BEGIN PROVIDED RECORDS
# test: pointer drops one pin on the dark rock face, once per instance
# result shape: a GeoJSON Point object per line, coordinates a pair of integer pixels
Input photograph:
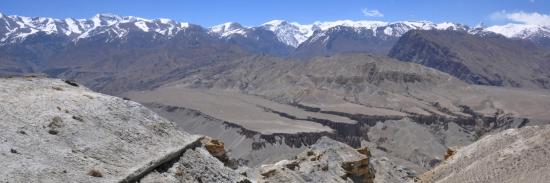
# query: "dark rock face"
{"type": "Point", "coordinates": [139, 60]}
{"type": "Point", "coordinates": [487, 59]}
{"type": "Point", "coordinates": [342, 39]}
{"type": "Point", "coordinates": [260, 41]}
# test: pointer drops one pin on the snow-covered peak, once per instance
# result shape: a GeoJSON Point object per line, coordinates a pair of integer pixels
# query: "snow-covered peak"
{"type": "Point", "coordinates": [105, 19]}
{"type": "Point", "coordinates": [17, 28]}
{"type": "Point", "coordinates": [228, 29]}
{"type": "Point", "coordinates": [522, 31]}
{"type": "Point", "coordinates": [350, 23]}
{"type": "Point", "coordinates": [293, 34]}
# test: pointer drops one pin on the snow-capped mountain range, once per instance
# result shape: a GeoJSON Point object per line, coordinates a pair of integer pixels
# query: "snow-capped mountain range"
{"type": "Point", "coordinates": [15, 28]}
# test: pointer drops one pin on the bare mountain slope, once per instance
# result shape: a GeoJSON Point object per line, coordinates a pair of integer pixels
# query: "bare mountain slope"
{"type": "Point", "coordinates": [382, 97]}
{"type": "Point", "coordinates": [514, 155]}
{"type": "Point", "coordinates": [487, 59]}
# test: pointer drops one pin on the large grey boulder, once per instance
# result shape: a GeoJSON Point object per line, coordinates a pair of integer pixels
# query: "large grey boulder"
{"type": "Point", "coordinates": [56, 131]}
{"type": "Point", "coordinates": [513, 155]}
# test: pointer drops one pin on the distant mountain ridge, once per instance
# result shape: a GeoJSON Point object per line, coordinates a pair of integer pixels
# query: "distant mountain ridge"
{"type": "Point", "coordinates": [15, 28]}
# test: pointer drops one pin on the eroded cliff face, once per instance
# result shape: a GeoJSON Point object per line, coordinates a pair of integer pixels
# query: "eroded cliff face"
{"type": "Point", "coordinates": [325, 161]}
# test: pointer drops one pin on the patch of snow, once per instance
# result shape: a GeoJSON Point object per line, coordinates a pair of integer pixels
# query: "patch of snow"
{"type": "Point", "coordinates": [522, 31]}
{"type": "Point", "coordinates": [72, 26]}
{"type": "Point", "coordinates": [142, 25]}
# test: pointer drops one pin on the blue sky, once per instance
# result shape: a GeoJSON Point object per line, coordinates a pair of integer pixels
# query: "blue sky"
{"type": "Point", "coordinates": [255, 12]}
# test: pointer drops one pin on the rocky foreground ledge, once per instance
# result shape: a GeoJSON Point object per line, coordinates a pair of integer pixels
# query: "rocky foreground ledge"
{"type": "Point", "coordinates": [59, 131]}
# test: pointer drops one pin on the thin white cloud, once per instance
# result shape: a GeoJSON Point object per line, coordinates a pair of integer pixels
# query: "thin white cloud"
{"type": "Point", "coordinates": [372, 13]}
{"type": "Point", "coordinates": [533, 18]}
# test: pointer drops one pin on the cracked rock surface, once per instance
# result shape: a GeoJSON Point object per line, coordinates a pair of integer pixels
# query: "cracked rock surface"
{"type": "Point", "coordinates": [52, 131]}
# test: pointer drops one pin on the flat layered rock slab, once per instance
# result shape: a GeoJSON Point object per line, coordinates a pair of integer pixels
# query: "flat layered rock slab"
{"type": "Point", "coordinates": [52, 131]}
END PROVIDED RECORDS
## WHAT YOU NEED TO DO:
Copy the data exactly. Any picture it contains is to be omitted.

## REPLY TO THE TASK:
# test: pointer drops one pin on the dark rock face, once per instance
# result shape: a GeoJSON Point object per line, coordinates a pair of integer pixels
Input photograph:
# query: "dark rock face"
{"type": "Point", "coordinates": [139, 60]}
{"type": "Point", "coordinates": [487, 59]}
{"type": "Point", "coordinates": [342, 39]}
{"type": "Point", "coordinates": [260, 41]}
# test: pointer drops one pin on the snow-covered peak, once per instance
# result shape: a GeoJSON Point object per line, coordinates a pair of integer pixels
# query: "snow-covered peak"
{"type": "Point", "coordinates": [105, 19]}
{"type": "Point", "coordinates": [17, 28]}
{"type": "Point", "coordinates": [228, 29]}
{"type": "Point", "coordinates": [522, 31]}
{"type": "Point", "coordinates": [350, 23]}
{"type": "Point", "coordinates": [293, 34]}
# test: pointer drops one pin on the snow-capped mountain range, once per instance
# result shape: a GeoJSON Point object per line, coordinates a pair of integer pixels
# query: "snow-capped mountain range"
{"type": "Point", "coordinates": [15, 28]}
# test: pointer drops one pin on the bare mountain slope, once per instance
# result shape: a GeoJSON Point object per line, coordinates a pair of integer pixels
# query: "bare mountain slope"
{"type": "Point", "coordinates": [382, 97]}
{"type": "Point", "coordinates": [514, 155]}
{"type": "Point", "coordinates": [487, 59]}
# test: pointer drops one pin on the large grey boulder, once per instance
# result shape: a GeoJSON Point object per line, coordinates a pair of integer pixels
# query: "large grey boulder"
{"type": "Point", "coordinates": [56, 131]}
{"type": "Point", "coordinates": [513, 155]}
# test: pointer drops one pin on the distant mountain ridge, once per instance
# result shape: a GeoJSON Point object per line, coordinates a pair of integer pixels
# query: "distant mountain ridge"
{"type": "Point", "coordinates": [15, 28]}
# test: pointer drops one pin on the eroded cliff face, once per instance
# result shape: a GeoJSON Point object per line, coordinates a pair of integer pixels
# query: "eroded cliff face"
{"type": "Point", "coordinates": [325, 161]}
# test: pointer drops one pin on the patch of snow, once per instance
# result shape: a GeoJSON Point object per line, coordinates a pair of integer pixels
# query: "patch of snow"
{"type": "Point", "coordinates": [522, 31]}
{"type": "Point", "coordinates": [72, 26]}
{"type": "Point", "coordinates": [142, 25]}
# test: pointer drops one pin on the blue sky, once per instance
# result shape: a GeoJSON Point object per line, coordinates a pair of integer pixels
# query: "blue sky"
{"type": "Point", "coordinates": [255, 12]}
# test: pointer drops one pin on the rocky foreground ledge, once per instance
# result shape: a GeoJSON Point object per line, coordinates a pair of integer pixels
# query: "rocky foreground ledge"
{"type": "Point", "coordinates": [59, 131]}
# test: pointer drops one pin on the thin white cloud, once per instance
# result shape: a GeoJSON Point object per line, coordinates a pair of integer pixels
# query: "thin white cloud"
{"type": "Point", "coordinates": [372, 13]}
{"type": "Point", "coordinates": [533, 18]}
# test: pointer drops one pin on the cracked rock surface, once per instance
# result shape: a GeoJSON Point object per line, coordinates a pair of integer pixels
# query: "cracked rock surface"
{"type": "Point", "coordinates": [52, 131]}
# test: pointer drops one pin on the flat layered rock slab, once per instance
# result shape: a GeoJSON Point object per line, coordinates a pair of integer pixels
# query: "flat layered rock slab"
{"type": "Point", "coordinates": [52, 131]}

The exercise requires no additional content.